● Instructions for the task: Revise the records that follow so that "farthest from its outline" becomes "farthest from its boundary" throughout, leaving every other part unchanged, and omit the pictures from your output.

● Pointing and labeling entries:
-- -- --

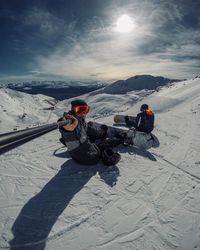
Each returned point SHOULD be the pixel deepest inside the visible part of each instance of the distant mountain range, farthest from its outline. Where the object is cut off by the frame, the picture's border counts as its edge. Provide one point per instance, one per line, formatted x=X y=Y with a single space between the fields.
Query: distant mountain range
x=62 y=90
x=59 y=90
x=138 y=82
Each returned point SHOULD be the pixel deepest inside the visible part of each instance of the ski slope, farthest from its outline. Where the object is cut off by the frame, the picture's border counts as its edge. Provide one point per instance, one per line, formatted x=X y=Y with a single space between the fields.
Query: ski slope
x=150 y=200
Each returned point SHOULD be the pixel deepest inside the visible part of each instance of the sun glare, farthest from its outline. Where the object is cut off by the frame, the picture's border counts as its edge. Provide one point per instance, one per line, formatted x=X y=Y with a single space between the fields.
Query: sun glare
x=124 y=24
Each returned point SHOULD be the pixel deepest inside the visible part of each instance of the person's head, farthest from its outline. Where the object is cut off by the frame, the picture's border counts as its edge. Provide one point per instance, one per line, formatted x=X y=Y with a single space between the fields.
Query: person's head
x=144 y=107
x=80 y=108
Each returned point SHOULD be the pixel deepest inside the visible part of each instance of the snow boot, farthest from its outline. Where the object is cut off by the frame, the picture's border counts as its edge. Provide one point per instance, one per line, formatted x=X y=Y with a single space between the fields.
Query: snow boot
x=109 y=157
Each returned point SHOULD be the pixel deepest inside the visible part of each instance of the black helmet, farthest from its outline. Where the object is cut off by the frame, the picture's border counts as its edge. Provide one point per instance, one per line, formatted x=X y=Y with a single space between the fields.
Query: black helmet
x=78 y=102
x=144 y=107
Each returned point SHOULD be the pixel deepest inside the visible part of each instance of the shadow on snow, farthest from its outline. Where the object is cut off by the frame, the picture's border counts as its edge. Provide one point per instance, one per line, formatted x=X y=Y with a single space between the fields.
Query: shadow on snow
x=40 y=213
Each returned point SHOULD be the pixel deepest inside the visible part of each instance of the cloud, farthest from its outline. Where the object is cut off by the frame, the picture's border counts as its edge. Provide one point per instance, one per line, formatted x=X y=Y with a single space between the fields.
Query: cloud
x=159 y=44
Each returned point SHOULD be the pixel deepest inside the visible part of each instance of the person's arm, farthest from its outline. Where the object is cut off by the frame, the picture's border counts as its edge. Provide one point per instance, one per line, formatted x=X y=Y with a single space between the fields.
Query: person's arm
x=94 y=133
x=138 y=120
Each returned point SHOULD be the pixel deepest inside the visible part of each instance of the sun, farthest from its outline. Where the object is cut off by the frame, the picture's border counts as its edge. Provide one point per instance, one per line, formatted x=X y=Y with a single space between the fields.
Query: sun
x=124 y=24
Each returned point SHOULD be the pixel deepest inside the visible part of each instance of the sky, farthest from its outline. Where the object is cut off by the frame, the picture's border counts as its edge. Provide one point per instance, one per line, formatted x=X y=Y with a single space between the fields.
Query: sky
x=83 y=39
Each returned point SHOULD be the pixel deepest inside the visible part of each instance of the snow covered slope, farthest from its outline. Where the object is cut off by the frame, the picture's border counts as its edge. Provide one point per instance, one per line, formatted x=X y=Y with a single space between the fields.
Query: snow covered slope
x=150 y=200
x=19 y=110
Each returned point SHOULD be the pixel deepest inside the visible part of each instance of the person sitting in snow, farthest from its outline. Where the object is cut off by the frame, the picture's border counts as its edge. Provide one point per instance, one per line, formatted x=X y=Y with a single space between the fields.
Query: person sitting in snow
x=144 y=121
x=79 y=137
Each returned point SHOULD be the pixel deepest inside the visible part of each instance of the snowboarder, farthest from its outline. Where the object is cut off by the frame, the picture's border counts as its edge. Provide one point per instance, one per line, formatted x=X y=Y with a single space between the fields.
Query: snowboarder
x=144 y=121
x=79 y=137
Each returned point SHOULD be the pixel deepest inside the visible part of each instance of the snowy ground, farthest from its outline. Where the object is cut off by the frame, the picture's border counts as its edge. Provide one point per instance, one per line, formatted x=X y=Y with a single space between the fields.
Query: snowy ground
x=150 y=200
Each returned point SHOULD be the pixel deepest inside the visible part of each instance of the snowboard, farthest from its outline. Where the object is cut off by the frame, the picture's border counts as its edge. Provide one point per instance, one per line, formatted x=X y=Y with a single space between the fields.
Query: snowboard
x=133 y=137
x=120 y=119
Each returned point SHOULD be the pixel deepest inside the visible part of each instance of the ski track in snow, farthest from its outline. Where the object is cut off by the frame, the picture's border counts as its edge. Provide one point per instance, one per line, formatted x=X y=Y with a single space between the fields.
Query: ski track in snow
x=154 y=204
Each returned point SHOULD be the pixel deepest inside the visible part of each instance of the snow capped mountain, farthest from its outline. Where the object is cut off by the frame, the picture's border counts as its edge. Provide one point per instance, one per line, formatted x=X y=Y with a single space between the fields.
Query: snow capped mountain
x=150 y=200
x=137 y=82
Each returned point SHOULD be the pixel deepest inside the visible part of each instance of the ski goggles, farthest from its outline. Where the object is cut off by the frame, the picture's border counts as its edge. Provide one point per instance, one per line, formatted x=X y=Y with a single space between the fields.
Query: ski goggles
x=81 y=109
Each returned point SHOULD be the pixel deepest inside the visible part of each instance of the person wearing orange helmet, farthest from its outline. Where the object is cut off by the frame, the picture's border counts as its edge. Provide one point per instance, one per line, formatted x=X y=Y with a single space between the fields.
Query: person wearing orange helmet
x=79 y=137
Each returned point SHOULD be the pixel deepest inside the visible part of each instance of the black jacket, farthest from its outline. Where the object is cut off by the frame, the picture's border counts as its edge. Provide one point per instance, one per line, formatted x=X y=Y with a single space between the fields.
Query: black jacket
x=79 y=145
x=145 y=121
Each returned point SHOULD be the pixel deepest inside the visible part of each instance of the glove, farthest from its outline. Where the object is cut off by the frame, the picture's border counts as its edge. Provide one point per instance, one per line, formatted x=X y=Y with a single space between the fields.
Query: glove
x=73 y=122
x=104 y=128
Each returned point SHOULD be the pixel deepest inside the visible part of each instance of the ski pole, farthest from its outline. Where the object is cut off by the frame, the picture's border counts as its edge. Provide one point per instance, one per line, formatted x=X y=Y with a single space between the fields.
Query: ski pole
x=14 y=139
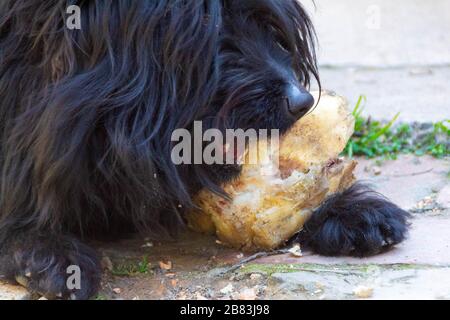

-- -- --

● Task result:
Each returned point SHOULD be the pixel deepest inside the visible part of each instance of the distant mountain range, farthest from its boundary. Where the object is cut off by the frame, the picture's border counts as its edge. Provide one point per instance, one per line, formatted x=X y=Y with a single space between the fields.
Query: distant mountain range
x=62 y=90
x=59 y=90
x=138 y=82
Each returned point SHOULD be the pixel deepest inside the visible part of each instance of the ski slope, farthest from its boundary. Where the object is cut off by the frame, the picture's border counts as its edge. Provide one point per instance, one per line, formatted x=X y=Y with a single space between the fields.
Query: ski slope
x=150 y=200
Each returned point SHOULD be the pixel deepest inside the visible part of each instance of the sun glare, farthest from its boundary. Where the object is cut off by the frame, the picture's border counts as its edge. Provide one point per instance, one per line, formatted x=X y=Y with a single space between the fields.
Query: sun glare
x=124 y=24
Each returned point SHOULD be the pixel deepest inside the visible part of each instance of the person's head, farthest from its boundary. Where the object is cut off by the frame, the picture's border counts as its edge. Provide one point per instance, one per line, formatted x=X y=Y with a single space between the fields.
Query: person's head
x=144 y=107
x=80 y=108
Each returned point SHOULD be the pixel deepest inside the visible part of each instance of the snow boot, farthest from its boundary. Where the object is cut off by the frame, the picture's border counts as its edge. Provide one point per instance, one per line, formatted x=X y=Y with a single space between the fields.
Query: snow boot
x=109 y=157
Each returned point SHOULD be the pixel deepest inside the visible part of each instance of the black helmet, farthest from its boundary. Where the object is cut off by the frame, the picture's border counts as its edge. Provide one point per instance, one per line, formatted x=X y=Y with a single space between the fields.
Query: black helmet
x=78 y=102
x=144 y=107
Each returned point SHOULD be the pixel deepest inside the visible part of each instance of the shadow on snow, farthest from its boundary. Where the object is cut off by the frame, the picture's border counts as its edge. Provide one point per instance, one per line, formatted x=X y=Y with a single space between the fields.
Query: shadow on snow
x=40 y=213
Each returned point SHOULD be the pixel deepest inside the visible part of each instance of the cloud, farthest from its boundary. Where the object is cut off by the frame, the picture's border counts as its edge. Provide one point per instance, one per line, formatted x=X y=Y with a single space between the fields.
Query: cloud
x=159 y=44
Each returned point SHOULD be the pixel deepest inside the visible part of each instance of the person's arm, farthest from its boundary. Where the object is cut off by the frame, the picture's border counts as its edge. Provide one point per instance, one per line, formatted x=X y=Y with a single space between the fields.
Query: person's arm
x=94 y=133
x=138 y=120
Each returned point SHOULD be the pixel deepest inside the visible part of each instance of the sun, farthest from its boundary. Where the object is cut off by the frame, the picture's border counts as its edge. Provide one point per instance, one per line, formatted x=X y=Y with a single space between the fields.
Query: sun
x=124 y=24
Each returned point SHOULD be the pixel deepest inside the visible part of each instance of the sky, farthest from its boundary. Where the object is cut off by the frame, the picture's border counts as its edge. Provide one point per instance, one per line, formatted x=X y=Y with a single space between the fields.
Query: sky
x=83 y=39
Each returned point SHOULD be the pixel deepest inside the visible part of each instance of the snow covered slope, farthest from its boundary. Where the object is cut off by the frame, the picture's border counts as its edge. Provide one point per instance, one per line, formatted x=X y=Y with a single space between the fields.
Query: snow covered slope
x=150 y=200
x=19 y=110
Each returned point SHOULD be the pixel deepest inside the visible part of each instance of the person sitting in snow, farthest from its boundary. Where the object is cut off by the frame, the picture's border counts as its edge. Provide one point per instance, one per line, formatted x=X y=Y with a single space between the fields.
Query: person sitting in snow
x=144 y=121
x=79 y=137
Each returned point SHOULD be the pixel deepest inside the visible part of each instance of the snowboarder, farthest from its boundary. Where the object is cut off by the frame, the picture's border counts as its edge. Provide one point per instance, one per line, formatted x=X y=Y with a single space between the fields.
Query: snowboarder
x=144 y=121
x=79 y=137
Each returned point SHOULD be the pixel deepest inside the visible part of each instance of the snowy ground, farthest from its boundary. Where the object is cut off by the frame, the picture's border counts as its edge. Provide one point per instance, one per line, formatted x=X y=Y with a single space between the fields.
Query: snowy ground
x=150 y=200
Each returned point SHOULD be the pixel deepest inside the visible part of each instance of the snowboard, farthest from its boundary. Where the object is cut off by the frame, the picture's border counts as its edge. Provide one point per instance, one per line, formatted x=X y=Y with a single space between the fields.
Query: snowboard
x=133 y=137
x=120 y=119
Each returned point SHOULD be the pixel deepest inside the visible part of each instance of the ski track in snow, farthest from its boundary. Where the object is cut off by the frame, the picture's border counts as its edge. Provide one point per instance, one per line, formatted x=X y=Y with a single space between the fields.
Query: ski track in snow
x=154 y=204
Each returned point SHOULD be the pixel deepest inside the visible part of each instance of the snow capped mountain, farthest from its boundary. Where the object is cut off by the frame, the picture's border counts as its edge. Provide one point per instance, one per line, formatted x=X y=Y with a single space between the fields.
Query: snow capped mountain
x=150 y=200
x=137 y=82
Each returned point SHOULD be the pixel deepest inside the visible part of each instance of the ski goggles, farthest from its boundary. Where the object is cut off by the frame, the picture's border counts as its edge. Provide one point per instance, one per line, formatted x=X y=Y with a single space between the fields.
Query: ski goggles
x=81 y=109
Each returned point SHOULD be the pixel deepest inside the visible part of each instance of the person wearing orange helmet, farthest from its boundary. Where the object is cut off by the frame, the picture's border counts as its edge. Provide one point per instance, one per line, formatted x=X y=Y with a single space between the fields.
Query: person wearing orange helmet
x=79 y=137
Each returned point SHOULD be the pixel deepest inside the visible part of each instance of the black jacket, farthest from its boundary. Where the object is cut off by the frame, the picture's border counts as its edge. Provide one point per instance, one per line, formatted x=X y=Y with a single space between the fields.
Query: black jacket
x=79 y=145
x=145 y=121
Each returned point SHOULD be the pixel deepest inside the visible part of each instance of the glove, farthest from its boundary. Where the object is cut off by the frame, the picture's border counts as its edge. Provide one point per instance, one per line, formatted x=X y=Y with a single space between the fields.
Query: glove
x=73 y=122
x=104 y=128
Each returned point SHOULD be the pixel deepest inside the visible part of each instance of the ski pole, farthest from its boundary. Where the object is cut off by the frame, the picture's border counts as its edge. Provide one point per instance, one per line, formatted x=X y=Y with a single space between the fields.
Query: ski pole
x=14 y=139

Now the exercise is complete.